* **TASK PROMPT**: Rescale the part of the listing that opens with the line containing "Find the green" and closes with the end of the listing. Repeat every line of that part, requests included, but multiply each x and y coordinate in the answer points by 2.35 and round to the nearest whole number, with halves rounding up.

+++ MATERIAL PROVIDED

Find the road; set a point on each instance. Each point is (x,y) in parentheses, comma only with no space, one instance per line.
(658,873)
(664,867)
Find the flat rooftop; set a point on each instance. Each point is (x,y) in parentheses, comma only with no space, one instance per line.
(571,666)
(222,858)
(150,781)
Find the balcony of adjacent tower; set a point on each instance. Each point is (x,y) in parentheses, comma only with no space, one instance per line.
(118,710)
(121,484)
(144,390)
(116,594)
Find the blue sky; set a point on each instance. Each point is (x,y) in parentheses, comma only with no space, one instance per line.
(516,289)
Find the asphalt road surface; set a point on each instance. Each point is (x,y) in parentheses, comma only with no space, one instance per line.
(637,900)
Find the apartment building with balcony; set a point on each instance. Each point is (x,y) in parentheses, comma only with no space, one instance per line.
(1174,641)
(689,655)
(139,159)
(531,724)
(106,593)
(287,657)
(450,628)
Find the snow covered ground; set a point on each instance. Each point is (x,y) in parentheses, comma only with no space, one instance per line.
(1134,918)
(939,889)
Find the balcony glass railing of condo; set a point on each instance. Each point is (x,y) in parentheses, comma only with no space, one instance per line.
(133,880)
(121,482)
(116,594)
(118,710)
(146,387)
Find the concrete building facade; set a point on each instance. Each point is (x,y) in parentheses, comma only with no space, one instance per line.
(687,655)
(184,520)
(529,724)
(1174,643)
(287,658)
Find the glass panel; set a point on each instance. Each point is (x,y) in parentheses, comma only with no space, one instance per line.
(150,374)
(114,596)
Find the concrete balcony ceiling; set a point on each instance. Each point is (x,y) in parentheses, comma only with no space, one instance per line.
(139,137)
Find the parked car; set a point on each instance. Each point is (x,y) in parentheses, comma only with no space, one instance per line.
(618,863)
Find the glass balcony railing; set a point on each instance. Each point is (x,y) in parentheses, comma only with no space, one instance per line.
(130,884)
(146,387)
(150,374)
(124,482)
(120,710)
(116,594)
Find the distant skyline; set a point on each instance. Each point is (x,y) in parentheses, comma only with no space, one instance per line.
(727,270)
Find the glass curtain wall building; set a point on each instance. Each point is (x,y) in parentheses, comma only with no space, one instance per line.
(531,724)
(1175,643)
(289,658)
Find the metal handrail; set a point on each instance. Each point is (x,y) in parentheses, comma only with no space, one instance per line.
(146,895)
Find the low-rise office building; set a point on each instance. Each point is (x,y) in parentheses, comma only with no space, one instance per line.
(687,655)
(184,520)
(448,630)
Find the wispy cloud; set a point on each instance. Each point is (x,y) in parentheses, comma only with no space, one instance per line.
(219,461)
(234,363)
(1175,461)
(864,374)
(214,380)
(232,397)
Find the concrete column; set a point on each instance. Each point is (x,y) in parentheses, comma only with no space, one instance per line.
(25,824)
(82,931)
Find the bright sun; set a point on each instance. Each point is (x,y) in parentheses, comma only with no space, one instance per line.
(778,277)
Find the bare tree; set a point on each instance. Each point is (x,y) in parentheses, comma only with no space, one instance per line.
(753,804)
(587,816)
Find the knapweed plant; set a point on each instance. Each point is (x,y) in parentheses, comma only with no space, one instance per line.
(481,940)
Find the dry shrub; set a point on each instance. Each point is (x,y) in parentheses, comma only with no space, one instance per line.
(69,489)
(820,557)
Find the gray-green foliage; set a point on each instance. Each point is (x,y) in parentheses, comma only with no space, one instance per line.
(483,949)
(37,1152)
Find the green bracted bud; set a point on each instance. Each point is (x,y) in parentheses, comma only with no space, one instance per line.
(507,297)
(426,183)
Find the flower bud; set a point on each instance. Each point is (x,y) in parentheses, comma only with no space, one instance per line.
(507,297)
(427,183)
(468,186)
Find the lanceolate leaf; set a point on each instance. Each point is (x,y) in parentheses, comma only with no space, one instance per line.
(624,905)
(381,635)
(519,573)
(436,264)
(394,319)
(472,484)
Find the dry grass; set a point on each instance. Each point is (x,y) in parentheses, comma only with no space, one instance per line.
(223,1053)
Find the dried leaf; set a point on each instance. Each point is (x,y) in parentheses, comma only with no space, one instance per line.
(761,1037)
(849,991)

++++++

* **RESULT OF THE TASK**:
Find the green bracted bud; set a point on each instance. Each point is (x,y) in parentheses, comma only with no space, one instance per line.
(1191,698)
(1001,430)
Find the flower bud; set a point on each instance. Each point is (x,y) in parentheses, comma only with no space, one instance per line.
(1191,698)
(1003,430)
(1100,437)
Find the lanceolate leaf; set a point on each instance. Each point is (x,y) in parentheses, comma only with no space, one instance per line.
(1466,2127)
(895,1492)
(1220,1347)
(1025,620)
(926,750)
(1109,1137)
Find the dry grass; set a point on each instance. Each point is (x,y) in parentheses, comma only with no space, one instance per line.
(524,2475)
Find the dried leaf; set a point on each instance. Each point is (x,y) in parentheses, comma only with no space, one instance per line.
(1788,2437)
(1995,2329)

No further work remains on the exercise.